§ **MATERIAL PROVIDED**:
━━━━━━━━━━━━━━━━━━━━

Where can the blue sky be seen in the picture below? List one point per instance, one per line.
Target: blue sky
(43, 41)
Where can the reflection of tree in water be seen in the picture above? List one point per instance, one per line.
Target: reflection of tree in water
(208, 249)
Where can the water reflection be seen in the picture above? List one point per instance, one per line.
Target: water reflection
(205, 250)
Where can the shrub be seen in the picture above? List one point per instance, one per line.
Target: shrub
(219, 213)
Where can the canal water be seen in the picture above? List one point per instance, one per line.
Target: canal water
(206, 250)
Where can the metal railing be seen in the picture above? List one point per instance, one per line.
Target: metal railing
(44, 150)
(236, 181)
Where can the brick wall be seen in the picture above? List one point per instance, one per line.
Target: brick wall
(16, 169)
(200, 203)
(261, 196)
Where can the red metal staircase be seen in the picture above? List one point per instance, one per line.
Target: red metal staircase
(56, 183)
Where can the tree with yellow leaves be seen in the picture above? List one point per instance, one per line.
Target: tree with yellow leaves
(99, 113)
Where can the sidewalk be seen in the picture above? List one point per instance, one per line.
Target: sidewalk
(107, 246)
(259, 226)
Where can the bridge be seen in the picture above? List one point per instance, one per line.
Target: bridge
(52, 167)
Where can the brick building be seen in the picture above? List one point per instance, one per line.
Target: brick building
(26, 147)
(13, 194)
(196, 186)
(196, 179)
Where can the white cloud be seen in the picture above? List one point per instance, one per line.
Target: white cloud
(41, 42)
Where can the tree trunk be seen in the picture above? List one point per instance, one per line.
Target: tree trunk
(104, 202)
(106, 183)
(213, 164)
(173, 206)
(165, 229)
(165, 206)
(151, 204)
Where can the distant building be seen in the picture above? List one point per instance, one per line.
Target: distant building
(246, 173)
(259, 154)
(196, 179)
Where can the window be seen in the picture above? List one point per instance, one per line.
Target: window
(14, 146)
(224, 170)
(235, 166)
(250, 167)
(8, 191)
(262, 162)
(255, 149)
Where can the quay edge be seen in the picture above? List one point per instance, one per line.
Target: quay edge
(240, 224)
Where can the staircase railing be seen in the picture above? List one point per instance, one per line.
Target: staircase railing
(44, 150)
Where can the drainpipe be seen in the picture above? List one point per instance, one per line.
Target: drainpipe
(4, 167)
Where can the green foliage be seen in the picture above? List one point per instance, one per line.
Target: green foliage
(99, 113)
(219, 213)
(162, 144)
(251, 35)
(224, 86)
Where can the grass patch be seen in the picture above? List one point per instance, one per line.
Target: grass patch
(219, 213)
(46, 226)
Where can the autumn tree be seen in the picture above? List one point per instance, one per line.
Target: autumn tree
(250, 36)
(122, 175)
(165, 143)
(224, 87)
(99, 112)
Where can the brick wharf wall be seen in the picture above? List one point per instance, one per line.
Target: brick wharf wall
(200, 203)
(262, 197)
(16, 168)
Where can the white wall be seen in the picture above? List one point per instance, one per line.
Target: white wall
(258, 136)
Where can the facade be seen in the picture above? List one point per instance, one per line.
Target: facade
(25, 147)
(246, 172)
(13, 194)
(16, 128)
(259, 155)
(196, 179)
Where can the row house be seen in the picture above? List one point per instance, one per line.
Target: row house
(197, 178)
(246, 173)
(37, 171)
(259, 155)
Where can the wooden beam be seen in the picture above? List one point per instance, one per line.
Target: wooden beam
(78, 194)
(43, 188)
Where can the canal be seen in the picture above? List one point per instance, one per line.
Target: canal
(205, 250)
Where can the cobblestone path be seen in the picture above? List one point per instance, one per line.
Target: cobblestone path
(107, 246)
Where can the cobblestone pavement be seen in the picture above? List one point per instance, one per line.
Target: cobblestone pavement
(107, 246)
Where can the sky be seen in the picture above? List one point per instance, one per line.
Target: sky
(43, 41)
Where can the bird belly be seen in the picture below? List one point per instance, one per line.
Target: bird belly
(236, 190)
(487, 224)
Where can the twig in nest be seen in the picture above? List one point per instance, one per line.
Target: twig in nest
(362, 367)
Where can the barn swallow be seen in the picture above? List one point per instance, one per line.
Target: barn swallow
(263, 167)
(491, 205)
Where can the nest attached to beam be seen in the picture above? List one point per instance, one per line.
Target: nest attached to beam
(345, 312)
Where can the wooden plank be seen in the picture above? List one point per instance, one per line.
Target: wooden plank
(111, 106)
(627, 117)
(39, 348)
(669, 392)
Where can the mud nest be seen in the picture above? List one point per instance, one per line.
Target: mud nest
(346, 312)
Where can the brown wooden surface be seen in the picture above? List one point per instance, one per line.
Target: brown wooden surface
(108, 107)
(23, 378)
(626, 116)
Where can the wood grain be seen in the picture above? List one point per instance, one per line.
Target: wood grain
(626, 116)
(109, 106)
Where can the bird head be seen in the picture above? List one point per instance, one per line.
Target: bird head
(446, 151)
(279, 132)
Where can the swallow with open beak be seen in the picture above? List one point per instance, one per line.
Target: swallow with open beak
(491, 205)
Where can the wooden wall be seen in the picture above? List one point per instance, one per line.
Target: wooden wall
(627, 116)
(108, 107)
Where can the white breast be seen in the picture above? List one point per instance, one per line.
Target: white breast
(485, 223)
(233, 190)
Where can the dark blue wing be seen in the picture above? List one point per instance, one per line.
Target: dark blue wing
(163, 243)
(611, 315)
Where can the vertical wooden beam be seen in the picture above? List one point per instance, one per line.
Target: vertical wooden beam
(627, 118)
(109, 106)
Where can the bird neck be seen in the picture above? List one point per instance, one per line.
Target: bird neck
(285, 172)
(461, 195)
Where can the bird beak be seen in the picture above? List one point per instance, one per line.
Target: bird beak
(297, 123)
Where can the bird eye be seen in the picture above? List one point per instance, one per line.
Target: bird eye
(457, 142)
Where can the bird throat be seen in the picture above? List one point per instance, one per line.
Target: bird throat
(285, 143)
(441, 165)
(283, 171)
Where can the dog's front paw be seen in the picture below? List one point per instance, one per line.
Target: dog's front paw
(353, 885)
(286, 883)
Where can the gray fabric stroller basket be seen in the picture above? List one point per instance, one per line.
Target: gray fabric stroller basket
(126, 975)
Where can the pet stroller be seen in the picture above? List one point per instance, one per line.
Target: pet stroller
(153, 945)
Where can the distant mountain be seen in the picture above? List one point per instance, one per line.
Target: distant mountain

━━━━━━━━━━━━━━━━━━━━

§ **WORK ORDER**: Every line of the listing that holds the word "mountain" is to be found and copied.

§ **ANSWER SPACE**:
Where can the distant mountain be seen in the picture above? List one point per instance, one per line.
Target: distant mountain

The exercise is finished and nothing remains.